When you reach the line that holds "Target: tower dome", start copying exactly and keep going through the final line of the data, leaving out pictures.

### THE INPUT ###

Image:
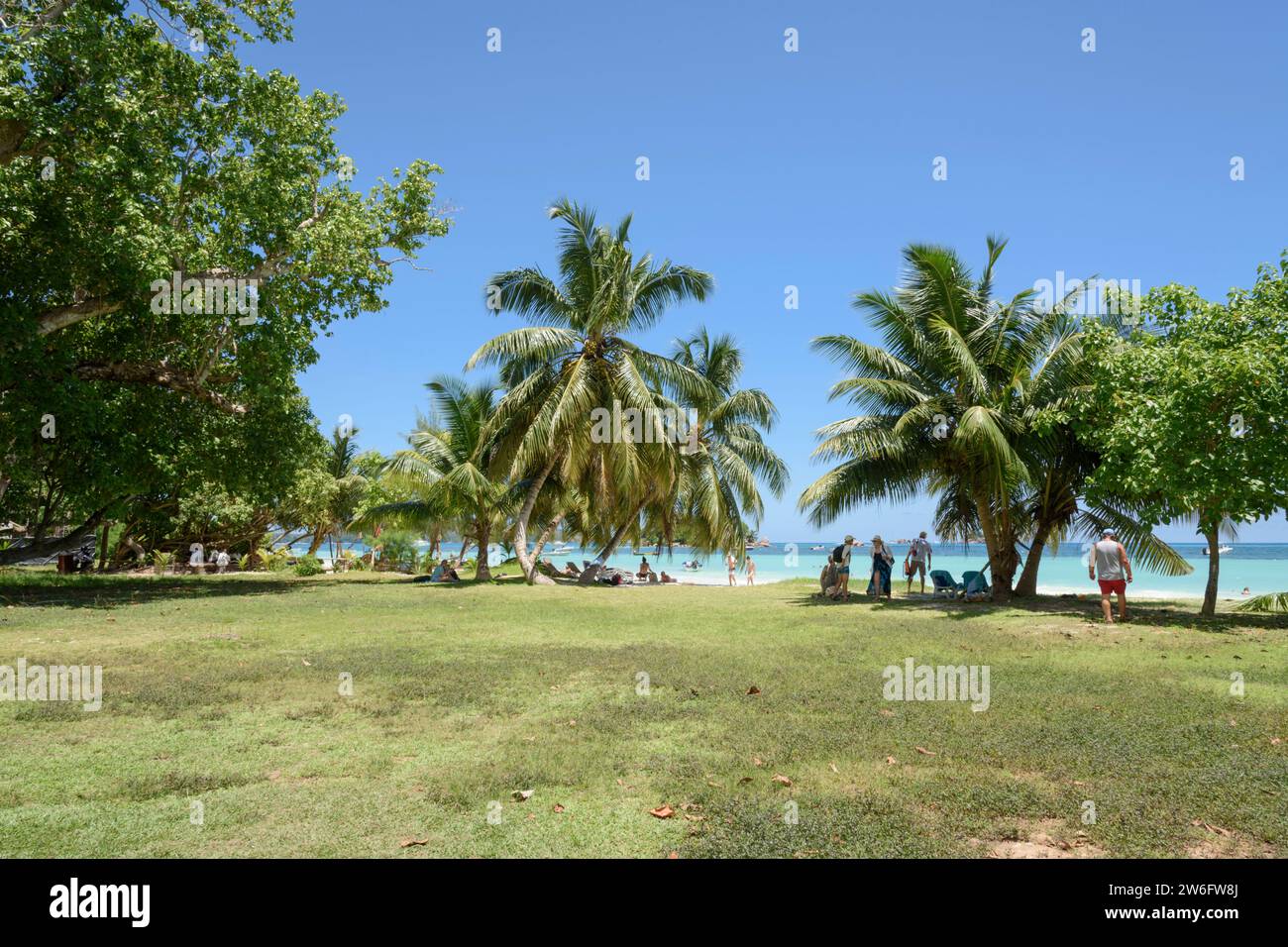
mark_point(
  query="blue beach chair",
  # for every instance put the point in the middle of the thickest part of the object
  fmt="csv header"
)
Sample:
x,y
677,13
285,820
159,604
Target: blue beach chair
x,y
974,583
945,586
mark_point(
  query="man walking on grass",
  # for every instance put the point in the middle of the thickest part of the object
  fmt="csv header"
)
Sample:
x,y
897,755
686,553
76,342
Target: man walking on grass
x,y
918,561
1109,560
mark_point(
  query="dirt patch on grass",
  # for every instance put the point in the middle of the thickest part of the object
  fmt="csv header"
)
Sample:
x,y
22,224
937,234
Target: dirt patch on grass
x,y
1046,839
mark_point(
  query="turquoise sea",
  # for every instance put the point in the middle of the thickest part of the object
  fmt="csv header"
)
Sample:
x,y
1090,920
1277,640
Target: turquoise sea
x,y
1260,567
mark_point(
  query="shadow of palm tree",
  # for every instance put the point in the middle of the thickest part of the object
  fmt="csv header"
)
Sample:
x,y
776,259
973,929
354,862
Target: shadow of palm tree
x,y
1141,612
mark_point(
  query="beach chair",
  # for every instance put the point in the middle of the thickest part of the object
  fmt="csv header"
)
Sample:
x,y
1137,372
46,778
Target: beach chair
x,y
974,583
945,586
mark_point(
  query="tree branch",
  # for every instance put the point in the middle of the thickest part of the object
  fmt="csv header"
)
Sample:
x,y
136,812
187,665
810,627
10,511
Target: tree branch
x,y
159,375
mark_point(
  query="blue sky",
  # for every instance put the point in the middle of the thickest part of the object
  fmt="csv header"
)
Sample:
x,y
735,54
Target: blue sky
x,y
810,169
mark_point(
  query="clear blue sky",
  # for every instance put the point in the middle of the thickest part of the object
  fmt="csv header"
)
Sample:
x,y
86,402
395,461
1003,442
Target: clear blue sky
x,y
809,169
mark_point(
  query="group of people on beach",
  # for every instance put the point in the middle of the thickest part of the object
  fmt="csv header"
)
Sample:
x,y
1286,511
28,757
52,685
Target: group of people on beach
x,y
914,564
1108,564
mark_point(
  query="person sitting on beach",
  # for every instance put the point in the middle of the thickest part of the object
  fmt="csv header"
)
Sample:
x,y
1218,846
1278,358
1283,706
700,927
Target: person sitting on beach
x,y
1109,560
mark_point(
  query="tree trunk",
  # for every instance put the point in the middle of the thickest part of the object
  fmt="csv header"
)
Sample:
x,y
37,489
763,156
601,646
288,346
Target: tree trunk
x,y
318,535
1212,536
102,547
1001,579
482,571
592,571
1028,583
520,528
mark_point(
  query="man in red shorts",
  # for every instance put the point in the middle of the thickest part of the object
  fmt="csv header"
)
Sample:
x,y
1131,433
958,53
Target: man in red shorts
x,y
1109,560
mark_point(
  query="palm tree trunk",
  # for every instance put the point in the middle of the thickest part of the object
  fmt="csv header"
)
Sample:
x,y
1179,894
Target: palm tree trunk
x,y
1028,583
482,571
592,571
1003,574
520,528
1212,536
545,536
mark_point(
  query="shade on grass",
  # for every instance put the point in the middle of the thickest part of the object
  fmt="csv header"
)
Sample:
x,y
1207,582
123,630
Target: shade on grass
x,y
226,690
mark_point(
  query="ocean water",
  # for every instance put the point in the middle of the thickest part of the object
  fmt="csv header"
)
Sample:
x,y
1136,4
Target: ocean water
x,y
1260,567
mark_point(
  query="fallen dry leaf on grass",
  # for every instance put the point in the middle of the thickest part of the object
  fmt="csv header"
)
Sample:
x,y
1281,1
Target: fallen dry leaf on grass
x,y
1225,832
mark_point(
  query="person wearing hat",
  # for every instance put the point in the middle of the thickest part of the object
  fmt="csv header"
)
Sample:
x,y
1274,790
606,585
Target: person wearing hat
x,y
841,557
881,562
917,561
1109,560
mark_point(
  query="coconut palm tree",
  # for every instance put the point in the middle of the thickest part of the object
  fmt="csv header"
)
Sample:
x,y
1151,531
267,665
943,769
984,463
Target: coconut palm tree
x,y
344,489
446,468
576,357
725,459
966,401
941,399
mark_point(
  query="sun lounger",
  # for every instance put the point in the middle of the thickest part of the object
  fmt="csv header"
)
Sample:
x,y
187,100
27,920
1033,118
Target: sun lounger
x,y
945,586
974,583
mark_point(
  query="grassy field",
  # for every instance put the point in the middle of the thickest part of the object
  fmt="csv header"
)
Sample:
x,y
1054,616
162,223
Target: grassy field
x,y
227,692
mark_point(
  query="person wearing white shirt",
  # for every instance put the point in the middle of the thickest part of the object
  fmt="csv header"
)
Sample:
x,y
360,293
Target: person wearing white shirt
x,y
917,561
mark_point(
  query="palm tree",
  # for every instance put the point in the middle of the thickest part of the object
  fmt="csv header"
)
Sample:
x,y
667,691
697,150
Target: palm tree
x,y
574,359
726,457
941,401
446,468
966,401
346,489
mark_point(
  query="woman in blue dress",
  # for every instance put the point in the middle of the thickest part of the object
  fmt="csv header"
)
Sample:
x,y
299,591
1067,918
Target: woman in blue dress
x,y
881,562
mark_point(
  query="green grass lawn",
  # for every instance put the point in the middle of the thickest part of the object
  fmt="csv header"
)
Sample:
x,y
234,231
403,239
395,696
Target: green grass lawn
x,y
226,690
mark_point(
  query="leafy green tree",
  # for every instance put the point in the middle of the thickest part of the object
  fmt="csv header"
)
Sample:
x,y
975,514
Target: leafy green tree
x,y
1192,420
575,359
136,150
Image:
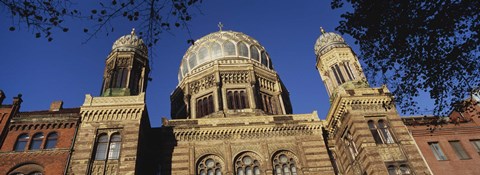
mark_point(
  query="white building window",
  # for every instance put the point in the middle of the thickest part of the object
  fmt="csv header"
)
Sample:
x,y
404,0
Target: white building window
x,y
459,150
437,151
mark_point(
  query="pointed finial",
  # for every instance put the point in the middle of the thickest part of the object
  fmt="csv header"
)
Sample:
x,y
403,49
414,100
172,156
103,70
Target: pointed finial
x,y
220,25
321,30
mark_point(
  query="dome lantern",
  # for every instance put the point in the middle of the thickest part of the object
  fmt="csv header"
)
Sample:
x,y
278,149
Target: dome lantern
x,y
223,45
130,42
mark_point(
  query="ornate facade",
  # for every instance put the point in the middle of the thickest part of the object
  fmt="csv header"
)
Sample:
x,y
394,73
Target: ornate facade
x,y
230,115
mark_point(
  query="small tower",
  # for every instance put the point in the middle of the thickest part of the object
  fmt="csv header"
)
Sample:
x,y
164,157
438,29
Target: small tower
x,y
337,64
364,131
126,67
112,126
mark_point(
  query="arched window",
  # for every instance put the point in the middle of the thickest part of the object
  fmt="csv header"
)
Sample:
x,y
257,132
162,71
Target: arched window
x,y
404,169
237,99
254,53
284,163
346,65
205,106
338,74
115,144
264,59
392,170
120,77
21,142
36,142
215,50
192,61
202,55
210,165
247,164
210,104
352,147
27,169
268,104
102,145
385,132
229,48
184,68
243,98
374,131
242,49
51,140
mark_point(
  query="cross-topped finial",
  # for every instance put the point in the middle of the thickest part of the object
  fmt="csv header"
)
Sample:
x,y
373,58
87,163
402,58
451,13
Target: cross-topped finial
x,y
220,25
321,30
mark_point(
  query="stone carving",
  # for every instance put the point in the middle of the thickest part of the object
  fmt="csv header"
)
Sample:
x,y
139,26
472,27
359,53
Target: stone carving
x,y
204,83
234,77
266,83
246,133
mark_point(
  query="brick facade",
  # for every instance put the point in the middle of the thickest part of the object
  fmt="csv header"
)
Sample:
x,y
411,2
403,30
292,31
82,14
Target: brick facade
x,y
57,126
462,127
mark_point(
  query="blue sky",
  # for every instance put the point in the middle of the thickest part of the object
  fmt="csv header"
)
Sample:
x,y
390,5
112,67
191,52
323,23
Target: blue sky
x,y
65,69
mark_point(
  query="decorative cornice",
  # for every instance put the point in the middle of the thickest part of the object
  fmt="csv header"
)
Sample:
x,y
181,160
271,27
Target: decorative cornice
x,y
113,101
371,100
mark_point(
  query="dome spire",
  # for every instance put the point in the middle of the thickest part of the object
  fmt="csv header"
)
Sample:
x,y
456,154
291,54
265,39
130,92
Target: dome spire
x,y
220,25
322,30
133,32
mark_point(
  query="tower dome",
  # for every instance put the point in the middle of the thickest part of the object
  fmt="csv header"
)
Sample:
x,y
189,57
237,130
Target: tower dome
x,y
328,41
223,45
130,42
228,74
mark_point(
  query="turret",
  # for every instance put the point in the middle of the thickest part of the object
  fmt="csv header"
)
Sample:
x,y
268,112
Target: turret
x,y
337,64
126,68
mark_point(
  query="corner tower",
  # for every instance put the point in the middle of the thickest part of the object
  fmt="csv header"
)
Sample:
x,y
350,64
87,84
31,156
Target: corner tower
x,y
365,134
337,64
113,126
126,67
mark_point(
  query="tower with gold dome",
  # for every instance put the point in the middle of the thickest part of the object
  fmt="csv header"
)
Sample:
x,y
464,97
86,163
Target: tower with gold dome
x,y
114,125
364,132
231,114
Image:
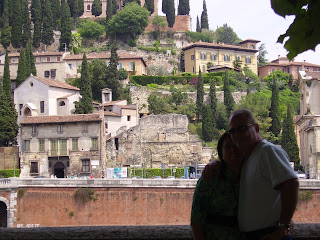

###

> REPLY TO THE EXERCISE:
Target: tower dome
x,y
328,41
223,45
130,42
228,74
mark_point(
  query="turret",
  # for every instance put the point in the middle of the thickest part of the object
  fmt="csv header"
)
Sample:
x,y
268,112
Target: turret
x,y
337,64
126,68
mark_point(
  query="corner tower",
  # for every instance put the point in the middle of the thickest part of the object
  fmt="csv header"
)
Sample:
x,y
350,64
87,84
31,156
Target: corner tower
x,y
365,134
337,64
113,126
126,67
mark_point(
  query="tower with gold dome",
  # for every instance put the point in the middle of the thickest part of the object
  fmt="csv header"
)
Sample:
x,y
464,97
86,163
Target: tower with gold dome
x,y
114,125
364,132
231,114
Image:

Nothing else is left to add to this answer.